- [Supplied text]:
····················

Killing the well at this point was the easy part of the oil spill cleanup for the beleaguered corporate giant, whose image will be stained, and bottom line impacted, for years to come.
A big squirt of concrete and it was done. Five months after the start of the Gulf oil spill, BP on Sunday finally killed the renegade Macondo well, which shared its name with the doomed town in Gabriel Garcia Marquez's book "One Hundred Years of Solitude."
The final relief well "kill" – performed 18,000 feet below the sea floor – provided little more than a symbolic end to a summer-long disaster that put the Gulf oil industry, resort towns, and fishing communities in the grip of a crude-infused calamity that reopened wounds from hurricane Katrina five years earlier.
To be sure, troubling questions remain about the amount of oil left in Gulf waters, its impact on the complex coastal biology of the region, and the long-term economic effects of a six-month drilling ban and the 20 percent premium that explorers now expect to have to pay to drill new wells in the Gulf because of drilling delays and insurance rate hikes.
Despite a loss of nearly one-third of its stock value (or $70 billion) since the spill began, BP will endure in the Gulf, where untapped deep-water deposits shape its future as an oil company. But given the overall hit to its corporate reputation and stock price, and after a series of PR blunders under former chief Tony Hayward, BP knows it must build a new image, much as Exxon did after the Valdez disaster in 1989. And with deeds, not words.
"This is ultimately a story about corporate reputation and corporate liability," says James O'Rourke, a management professor at the University of Notre Dame in Indiana. "Clearly, the litigators want everybody to shut up and say nothing and then fight the battle in court. But ultimately the court of public opinion may determine more of the company's forward success than a court of law."

····················

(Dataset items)
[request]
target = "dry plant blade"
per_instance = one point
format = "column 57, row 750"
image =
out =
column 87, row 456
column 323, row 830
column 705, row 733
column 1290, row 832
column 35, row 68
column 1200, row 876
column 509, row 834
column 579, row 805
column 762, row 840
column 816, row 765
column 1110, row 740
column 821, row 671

····················

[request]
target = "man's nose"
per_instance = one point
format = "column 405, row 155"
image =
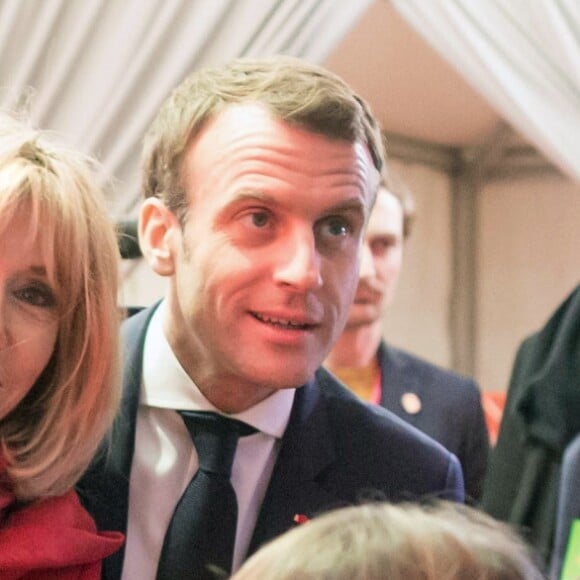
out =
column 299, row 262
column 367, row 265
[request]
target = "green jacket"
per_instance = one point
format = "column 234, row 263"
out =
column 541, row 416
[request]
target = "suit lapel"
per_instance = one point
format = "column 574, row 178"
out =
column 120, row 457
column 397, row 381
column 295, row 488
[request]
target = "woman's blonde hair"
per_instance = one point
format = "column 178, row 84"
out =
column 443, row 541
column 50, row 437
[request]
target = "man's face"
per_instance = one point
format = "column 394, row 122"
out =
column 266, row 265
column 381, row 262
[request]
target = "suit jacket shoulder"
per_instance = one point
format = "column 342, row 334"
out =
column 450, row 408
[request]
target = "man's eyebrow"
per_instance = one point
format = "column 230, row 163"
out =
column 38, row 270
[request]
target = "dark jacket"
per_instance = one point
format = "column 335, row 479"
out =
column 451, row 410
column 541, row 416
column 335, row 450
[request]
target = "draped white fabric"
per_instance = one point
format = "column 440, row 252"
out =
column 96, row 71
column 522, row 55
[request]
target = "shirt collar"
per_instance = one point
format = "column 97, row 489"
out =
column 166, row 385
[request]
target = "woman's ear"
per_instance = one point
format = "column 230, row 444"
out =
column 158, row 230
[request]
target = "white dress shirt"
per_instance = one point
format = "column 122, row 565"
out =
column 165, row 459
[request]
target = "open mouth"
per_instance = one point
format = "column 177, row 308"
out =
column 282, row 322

····················

- [Set of tasks]:
A. Reproduce the portion of the BP oil spill article starting at "The final relief" and ending at "five years earlier.".
B. According to the BP oil spill article, how much of its stock value has BP lost since the spill began?
C. For each statement, say whether it agrees with the BP oil spill article, and quote the words from the article that decide it. (i) The final relief well kill was performed 18,000 feet below the sea floor. (ii) The drilling ban lasted three months. (iii) James O'Rourke is a management professor at the University of Notre Dame.

- [Set of answers]:
A.
The final relief well "kill" – performed 18,000 feet below the sea floor – provided little more than a symbolic end to a summer-long disaster that put the Gulf oil industry, resort towns, and fishing communities in the grip of a crude-infused calamity that reopened wounds from hurricane Katrina five years earlier.

B. Nearly one-third of its stock value, or $70 billion.

C.
(i) Yes: "performed 18,000 feet below the sea floor"
(ii) No: "a six-month drilling ban"
(iii) Yes: "a management professor at the University of Notre Dame in Indiana"